- [Work item] Using the game review, please explain why trying to cancel an aimed grenade throw usually ends with the grenade landing at your feet. Answer in one to three sentences.

The only new thing that the Wii version of this title brings to the table is its use of motion controls. Unfortunately, at best these controls are a mixed bag, but more often than not, they prove to be a hindrance. Aiming is handled by pointing the Wii Remote at your enemies, while holding the Z trigger can also lock the camera onto nearby enemies to help steady your aim. This lock on feature rarely works well, often locking onto the wrong enemies. Hit detection is also often, pardon the pun, hit and miss. I’ve emptied entire clips into an enemy’s face and still not managed to take them out, while other times I’ve grazed a foe’s leg and killed them with one or two shots.
However, where the motion controls completely fail is when actual motions are required. When using a sniper rifle, you’ll need to twist the Wii Remote in order to zoom in and out. This is usually frustrating, as you will find yourself zooming in and out uncontrollably, even while holding the controller perfectly still, and not being able to zoom when twisting it completely on its side. Grenades are also extremely difficult to utilize properly due to inaccurate controls, but this time it’s because of the Nunchuk.
You can shake the Nunchuk to just lob a grenade in front of you, but if you wish to actually aim one, then you’re in for some frustration. First, you’ll need to tilt the Nunchuk so that it is pointing straight up, aim your tossing line using the analog stick and by pointing your Wii Remote, and then shake the Nunchuk to finally toss it. This seems pretty ridiculous to begin with, but when you factor in that the game constantly has difficulty registering the position of the Nunchuk, it quickly becomes infuriating. Also, if you can’t manage to make this asinine series of requirements happen quickly enough and you need to cancel the grenade throw, you’ll need to tilt the Nunchuk back to a horizontal position. Again, the game usually fails to recognize this, which normally just results in you lobbing the grenade at your feet.
In the end, I have to say that Rogue Trooper: Quartz Zone Massacre is still a decent game but very disappointing. The idea behind the game is intriguing, and the wide variety of tactics that are afforded to the player are great. Unfortunately, the only new thing the Wii version of this title got was motion control, which wind up being more of an impediment to the gameplay than a benefit. If you’re looking for a good third-person shooter on the Wii, your options are fairly limited, so you might want to check out Quartz Zone Massacre because it really has some decent ideas in it. For everybody else, I’d suggest looking elsewhere or even just picking up a copy of Rogue Trooper for the PS2 or Xbox.
RATING OUT OF 5 RATING DESCRIPTION 3.5 Graphics
You can tell this game is a last-gen port, but there are some nice explosions and water effects. 2.4 Control
The included motion controls rarely work well, often getting in the way during critical moments. 3.7 Music / Sound FX / Voice Acting
The music and voice work are of good quality, although some characters’ dialogue can get a tad repetitious. 3.3
The campaign is fairly enjoyable if you can manage to cope with the iffy controls, peppered with a good amount of stealth, tactics, and even rail-shooting segments.
2.9 Overall Rating – Average
Not an average. See Rating legend above for a final score breakdown.

- [Extracted records]
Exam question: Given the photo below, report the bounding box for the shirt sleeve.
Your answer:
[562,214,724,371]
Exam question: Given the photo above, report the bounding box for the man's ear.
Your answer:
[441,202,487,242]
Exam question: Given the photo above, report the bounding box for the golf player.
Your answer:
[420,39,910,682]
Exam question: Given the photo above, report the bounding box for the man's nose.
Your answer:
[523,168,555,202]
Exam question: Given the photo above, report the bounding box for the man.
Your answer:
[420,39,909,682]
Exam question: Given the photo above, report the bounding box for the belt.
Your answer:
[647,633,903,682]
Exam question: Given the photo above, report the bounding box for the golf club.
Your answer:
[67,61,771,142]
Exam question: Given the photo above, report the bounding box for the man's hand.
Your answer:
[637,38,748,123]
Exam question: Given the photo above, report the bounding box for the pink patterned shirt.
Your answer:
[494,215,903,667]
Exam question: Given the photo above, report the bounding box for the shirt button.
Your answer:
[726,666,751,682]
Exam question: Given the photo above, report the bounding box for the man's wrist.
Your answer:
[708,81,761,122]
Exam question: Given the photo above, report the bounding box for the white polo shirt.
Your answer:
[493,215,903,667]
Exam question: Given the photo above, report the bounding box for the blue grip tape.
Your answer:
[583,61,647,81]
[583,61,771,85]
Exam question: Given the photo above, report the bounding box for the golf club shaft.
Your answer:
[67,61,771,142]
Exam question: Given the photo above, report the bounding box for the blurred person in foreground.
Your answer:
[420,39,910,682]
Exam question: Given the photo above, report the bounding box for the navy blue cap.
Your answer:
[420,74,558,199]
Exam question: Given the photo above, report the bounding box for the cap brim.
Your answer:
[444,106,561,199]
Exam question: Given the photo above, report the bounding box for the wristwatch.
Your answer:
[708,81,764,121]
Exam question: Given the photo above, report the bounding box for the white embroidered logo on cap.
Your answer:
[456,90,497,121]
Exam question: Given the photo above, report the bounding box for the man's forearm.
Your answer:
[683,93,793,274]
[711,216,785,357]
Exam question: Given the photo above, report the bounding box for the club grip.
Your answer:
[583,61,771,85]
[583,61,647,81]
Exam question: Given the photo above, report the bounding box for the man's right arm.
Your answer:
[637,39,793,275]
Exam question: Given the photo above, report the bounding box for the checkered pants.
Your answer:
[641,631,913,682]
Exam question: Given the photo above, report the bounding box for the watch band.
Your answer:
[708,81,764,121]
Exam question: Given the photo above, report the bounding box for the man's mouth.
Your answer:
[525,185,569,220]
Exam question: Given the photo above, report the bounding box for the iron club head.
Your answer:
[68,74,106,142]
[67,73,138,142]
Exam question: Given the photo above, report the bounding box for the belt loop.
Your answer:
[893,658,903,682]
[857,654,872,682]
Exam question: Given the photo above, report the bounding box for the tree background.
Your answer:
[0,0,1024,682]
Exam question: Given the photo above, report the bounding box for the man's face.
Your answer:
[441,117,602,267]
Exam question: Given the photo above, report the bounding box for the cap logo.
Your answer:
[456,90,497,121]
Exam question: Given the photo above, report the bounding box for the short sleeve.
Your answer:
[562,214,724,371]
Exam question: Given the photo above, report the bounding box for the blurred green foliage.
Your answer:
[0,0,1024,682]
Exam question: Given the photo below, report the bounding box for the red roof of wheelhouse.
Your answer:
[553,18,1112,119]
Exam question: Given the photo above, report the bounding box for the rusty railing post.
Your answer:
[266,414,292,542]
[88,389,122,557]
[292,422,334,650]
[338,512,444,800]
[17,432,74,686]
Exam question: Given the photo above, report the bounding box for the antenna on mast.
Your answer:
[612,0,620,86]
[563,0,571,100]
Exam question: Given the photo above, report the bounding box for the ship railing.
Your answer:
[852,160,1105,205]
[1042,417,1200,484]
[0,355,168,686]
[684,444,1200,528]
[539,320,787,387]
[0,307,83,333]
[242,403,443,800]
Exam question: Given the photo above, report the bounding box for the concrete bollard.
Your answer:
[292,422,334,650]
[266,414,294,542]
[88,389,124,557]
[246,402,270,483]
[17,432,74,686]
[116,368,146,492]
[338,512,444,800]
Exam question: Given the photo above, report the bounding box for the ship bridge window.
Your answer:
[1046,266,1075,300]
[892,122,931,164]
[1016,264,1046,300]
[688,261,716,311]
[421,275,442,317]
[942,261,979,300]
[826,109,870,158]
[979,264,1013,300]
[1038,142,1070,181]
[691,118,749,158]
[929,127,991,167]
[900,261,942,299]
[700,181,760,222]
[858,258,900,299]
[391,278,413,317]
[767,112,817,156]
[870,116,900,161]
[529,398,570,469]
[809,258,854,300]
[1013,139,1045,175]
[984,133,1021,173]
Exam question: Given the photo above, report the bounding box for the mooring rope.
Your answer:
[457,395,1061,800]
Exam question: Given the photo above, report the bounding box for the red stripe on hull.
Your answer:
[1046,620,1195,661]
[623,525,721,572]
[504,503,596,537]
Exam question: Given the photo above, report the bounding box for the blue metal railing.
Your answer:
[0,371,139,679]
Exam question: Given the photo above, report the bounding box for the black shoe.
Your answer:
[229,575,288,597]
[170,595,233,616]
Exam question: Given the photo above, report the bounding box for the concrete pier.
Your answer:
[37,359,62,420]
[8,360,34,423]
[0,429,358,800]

- [Task answer] Canceling an aimed grenade throw requires tilting the Nunchuk back to a horizontal position, but the game usually fails to recognize that movement. This normally results in you lobbing the grenade at your feet.